REQUIREMENTS -
Print the range of lines that opens with the line containing "For every instance of the blurred leaf" and closes with the last line of the listing. Include both ends; print nothing more.

Some records:
===
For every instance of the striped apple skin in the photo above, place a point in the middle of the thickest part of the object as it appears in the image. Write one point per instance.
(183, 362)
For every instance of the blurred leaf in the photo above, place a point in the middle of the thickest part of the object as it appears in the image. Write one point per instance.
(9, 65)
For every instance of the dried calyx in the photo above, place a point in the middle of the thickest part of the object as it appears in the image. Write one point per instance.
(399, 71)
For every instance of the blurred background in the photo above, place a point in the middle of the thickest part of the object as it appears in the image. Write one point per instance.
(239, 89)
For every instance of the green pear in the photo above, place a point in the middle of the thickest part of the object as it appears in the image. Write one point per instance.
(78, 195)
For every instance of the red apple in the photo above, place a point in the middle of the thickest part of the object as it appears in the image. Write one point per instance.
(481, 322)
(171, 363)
===
TASK RESULT -
For every instance of the blurred leaf in the photo above, place a point in the middle of the thickest part of the object as it appears in the image. Write one point per instance.
(9, 65)
For every instance of the dried calyx in the photo above, place a point in the middle of the thickest part of the object as it appears in the image. Write one point per instance.
(399, 71)
For every instance of the blurred background in the photo above, place a point in the middle of the thickest part of the object as it appears in the image. Write one point per instance.
(239, 89)
For every instance of the green pear in the photo above, place a point in the middle of the thickest part of the object as it appears in the image. Write one point per instance.
(78, 195)
For every instance of the red apple in the photo above, place a point in the middle of the thickest part of the object as it appears in the image. Write one point per instance.
(481, 322)
(171, 363)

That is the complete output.